RECORDS FOR THE TASK below:

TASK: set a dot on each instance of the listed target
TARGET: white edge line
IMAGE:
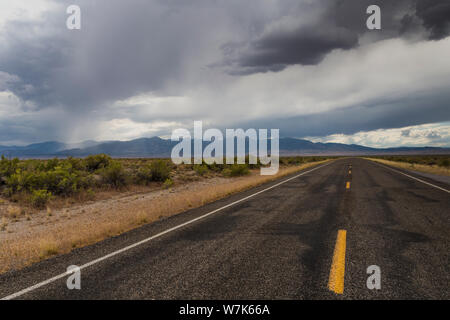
(112, 254)
(420, 180)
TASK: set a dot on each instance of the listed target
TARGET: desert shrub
(7, 168)
(97, 162)
(444, 163)
(39, 198)
(143, 175)
(159, 170)
(168, 183)
(201, 169)
(236, 170)
(114, 174)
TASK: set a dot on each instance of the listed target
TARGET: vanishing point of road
(311, 235)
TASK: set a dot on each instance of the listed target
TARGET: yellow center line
(337, 272)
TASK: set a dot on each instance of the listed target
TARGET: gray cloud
(339, 26)
(376, 115)
(68, 81)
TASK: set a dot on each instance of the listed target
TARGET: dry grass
(13, 212)
(434, 169)
(91, 226)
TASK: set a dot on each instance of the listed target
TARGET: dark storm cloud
(350, 120)
(435, 15)
(123, 48)
(340, 26)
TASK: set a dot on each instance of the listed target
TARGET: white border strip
(420, 180)
(112, 254)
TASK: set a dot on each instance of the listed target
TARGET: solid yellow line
(337, 272)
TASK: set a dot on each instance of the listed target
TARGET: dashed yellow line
(337, 272)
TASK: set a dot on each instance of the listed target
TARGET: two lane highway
(278, 244)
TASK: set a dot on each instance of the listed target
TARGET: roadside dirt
(27, 237)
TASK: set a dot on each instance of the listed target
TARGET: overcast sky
(140, 68)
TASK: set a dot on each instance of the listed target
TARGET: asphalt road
(278, 244)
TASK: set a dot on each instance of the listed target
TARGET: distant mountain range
(157, 147)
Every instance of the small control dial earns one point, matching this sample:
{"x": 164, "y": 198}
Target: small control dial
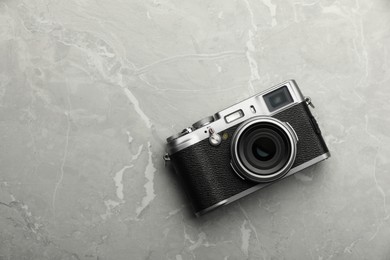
{"x": 203, "y": 122}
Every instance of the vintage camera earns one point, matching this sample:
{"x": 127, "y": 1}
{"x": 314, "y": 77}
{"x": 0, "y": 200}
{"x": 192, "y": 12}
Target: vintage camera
{"x": 247, "y": 146}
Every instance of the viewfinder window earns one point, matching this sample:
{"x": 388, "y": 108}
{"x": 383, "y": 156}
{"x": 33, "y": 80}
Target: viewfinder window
{"x": 278, "y": 98}
{"x": 234, "y": 116}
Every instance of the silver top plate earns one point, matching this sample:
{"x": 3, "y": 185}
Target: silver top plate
{"x": 253, "y": 106}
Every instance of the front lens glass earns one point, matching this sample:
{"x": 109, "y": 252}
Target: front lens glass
{"x": 264, "y": 149}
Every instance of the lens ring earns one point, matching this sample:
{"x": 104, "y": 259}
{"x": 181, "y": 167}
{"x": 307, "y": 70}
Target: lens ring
{"x": 275, "y": 163}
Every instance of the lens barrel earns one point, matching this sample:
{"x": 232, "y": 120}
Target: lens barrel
{"x": 263, "y": 149}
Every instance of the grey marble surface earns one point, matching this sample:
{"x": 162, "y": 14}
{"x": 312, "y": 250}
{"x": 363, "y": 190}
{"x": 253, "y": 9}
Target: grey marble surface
{"x": 89, "y": 90}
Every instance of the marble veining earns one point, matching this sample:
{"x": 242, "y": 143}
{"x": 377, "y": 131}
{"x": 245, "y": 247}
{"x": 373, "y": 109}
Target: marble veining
{"x": 89, "y": 90}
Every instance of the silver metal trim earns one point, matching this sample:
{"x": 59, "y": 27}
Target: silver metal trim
{"x": 246, "y": 173}
{"x": 257, "y": 102}
{"x": 199, "y": 213}
{"x": 262, "y": 185}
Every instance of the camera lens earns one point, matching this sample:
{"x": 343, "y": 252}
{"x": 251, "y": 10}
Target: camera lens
{"x": 263, "y": 149}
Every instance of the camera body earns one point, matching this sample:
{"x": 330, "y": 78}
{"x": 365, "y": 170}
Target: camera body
{"x": 246, "y": 147}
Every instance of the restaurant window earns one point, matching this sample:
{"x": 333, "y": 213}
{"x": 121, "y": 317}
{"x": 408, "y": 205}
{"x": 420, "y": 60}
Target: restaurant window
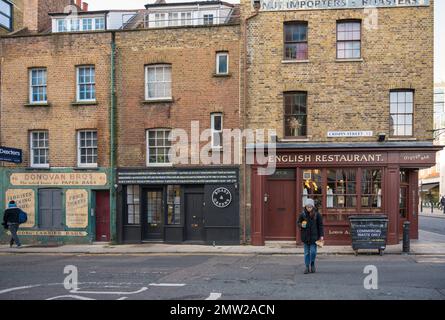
{"x": 38, "y": 85}
{"x": 39, "y": 149}
{"x": 295, "y": 41}
{"x": 174, "y": 204}
{"x": 348, "y": 39}
{"x": 158, "y": 147}
{"x": 158, "y": 82}
{"x": 133, "y": 204}
{"x": 295, "y": 114}
{"x": 401, "y": 112}
{"x": 371, "y": 197}
{"x": 341, "y": 189}
{"x": 313, "y": 187}
{"x": 6, "y": 13}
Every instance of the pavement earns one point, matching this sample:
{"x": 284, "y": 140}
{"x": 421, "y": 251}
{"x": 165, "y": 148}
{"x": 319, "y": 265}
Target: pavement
{"x": 429, "y": 243}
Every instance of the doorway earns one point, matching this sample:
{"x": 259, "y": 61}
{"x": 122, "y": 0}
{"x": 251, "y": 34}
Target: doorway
{"x": 194, "y": 215}
{"x": 102, "y": 216}
{"x": 152, "y": 218}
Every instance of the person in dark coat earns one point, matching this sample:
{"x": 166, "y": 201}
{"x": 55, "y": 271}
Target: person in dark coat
{"x": 310, "y": 222}
{"x": 11, "y": 221}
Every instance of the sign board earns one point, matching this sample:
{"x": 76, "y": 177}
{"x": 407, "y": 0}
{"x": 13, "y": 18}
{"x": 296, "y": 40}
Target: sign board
{"x": 10, "y": 155}
{"x": 76, "y": 208}
{"x": 349, "y": 134}
{"x": 369, "y": 232}
{"x": 25, "y": 200}
{"x": 59, "y": 179}
{"x": 185, "y": 176}
{"x": 281, "y": 5}
{"x": 221, "y": 197}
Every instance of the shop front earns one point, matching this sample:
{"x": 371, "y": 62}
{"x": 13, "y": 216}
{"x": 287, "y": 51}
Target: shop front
{"x": 178, "y": 205}
{"x": 64, "y": 206}
{"x": 343, "y": 180}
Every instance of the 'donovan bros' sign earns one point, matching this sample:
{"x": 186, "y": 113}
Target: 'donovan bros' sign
{"x": 276, "y": 5}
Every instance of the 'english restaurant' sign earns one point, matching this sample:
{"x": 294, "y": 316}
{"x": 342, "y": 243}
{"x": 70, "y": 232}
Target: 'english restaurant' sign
{"x": 276, "y": 5}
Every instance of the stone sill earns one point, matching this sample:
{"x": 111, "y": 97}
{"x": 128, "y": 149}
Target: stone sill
{"x": 46, "y": 104}
{"x": 84, "y": 103}
{"x": 222, "y": 75}
{"x": 154, "y": 101}
{"x": 349, "y": 60}
{"x": 294, "y": 61}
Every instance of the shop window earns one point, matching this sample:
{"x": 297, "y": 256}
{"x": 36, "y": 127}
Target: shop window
{"x": 295, "y": 114}
{"x": 371, "y": 197}
{"x": 158, "y": 147}
{"x": 401, "y": 112}
{"x": 295, "y": 41}
{"x": 341, "y": 188}
{"x": 174, "y": 204}
{"x": 313, "y": 187}
{"x": 133, "y": 204}
{"x": 348, "y": 39}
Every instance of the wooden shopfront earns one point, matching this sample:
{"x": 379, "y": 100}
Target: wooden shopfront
{"x": 343, "y": 180}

End of RECORDS FOR THE TASK.

__EXERCISE AIM__: From the line containing "Every instance of the stone" down to the last line of the listing above, give every line again exactly, and add nothing.

__WRITTEN SOLUTION__:
Every instance of the stone sill earns one point, matching this sample:
{"x": 111, "y": 97}
{"x": 128, "y": 149}
Target: stone sill
{"x": 46, "y": 104}
{"x": 84, "y": 103}
{"x": 222, "y": 75}
{"x": 154, "y": 101}
{"x": 349, "y": 60}
{"x": 294, "y": 61}
Every instance of the shop window earns one point, matching this sample:
{"x": 297, "y": 256}
{"x": 36, "y": 127}
Target: shop window
{"x": 295, "y": 114}
{"x": 371, "y": 197}
{"x": 158, "y": 147}
{"x": 401, "y": 112}
{"x": 295, "y": 41}
{"x": 341, "y": 188}
{"x": 174, "y": 204}
{"x": 313, "y": 187}
{"x": 133, "y": 204}
{"x": 348, "y": 39}
Every instance of the wooden shopfront earns one point, matching this sample:
{"x": 379, "y": 100}
Target: wooden shopfront
{"x": 343, "y": 180}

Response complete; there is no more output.